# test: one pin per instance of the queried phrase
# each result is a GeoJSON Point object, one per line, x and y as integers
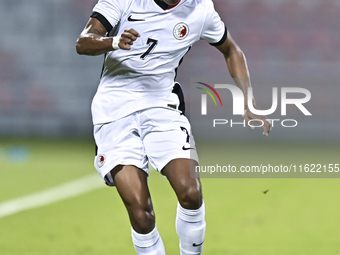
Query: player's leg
{"type": "Point", "coordinates": [170, 149]}
{"type": "Point", "coordinates": [131, 183]}
{"type": "Point", "coordinates": [190, 219]}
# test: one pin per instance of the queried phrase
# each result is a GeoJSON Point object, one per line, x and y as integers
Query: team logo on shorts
{"type": "Point", "coordinates": [101, 158]}
{"type": "Point", "coordinates": [181, 31]}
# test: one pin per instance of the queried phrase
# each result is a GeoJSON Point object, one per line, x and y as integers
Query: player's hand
{"type": "Point", "coordinates": [127, 38]}
{"type": "Point", "coordinates": [266, 124]}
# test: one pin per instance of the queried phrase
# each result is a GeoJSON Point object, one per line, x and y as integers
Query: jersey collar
{"type": "Point", "coordinates": [165, 6]}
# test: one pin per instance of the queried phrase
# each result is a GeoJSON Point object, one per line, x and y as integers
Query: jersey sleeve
{"type": "Point", "coordinates": [214, 31]}
{"type": "Point", "coordinates": [108, 12]}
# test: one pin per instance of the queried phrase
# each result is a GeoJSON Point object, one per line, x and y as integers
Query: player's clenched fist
{"type": "Point", "coordinates": [127, 38]}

__What the task asks__
Beginning with the line that holds "Query: jersey collar" and ending with the last line of the material, output each line exactly and nothing beyond them.

__Reply to the exercise__
Query: jersey collar
{"type": "Point", "coordinates": [165, 6]}
# test: one pin per instance of the queried phrase
# each result is a GeoJSON Point object, one per line, x and y as integers
Query: jersey sleeve
{"type": "Point", "coordinates": [214, 31]}
{"type": "Point", "coordinates": [108, 12]}
# test: one pin per instance of the queried phrase
# each result is a GeoJSON Point object, one per line, x and y as integers
Query: player's clenched fist
{"type": "Point", "coordinates": [127, 38]}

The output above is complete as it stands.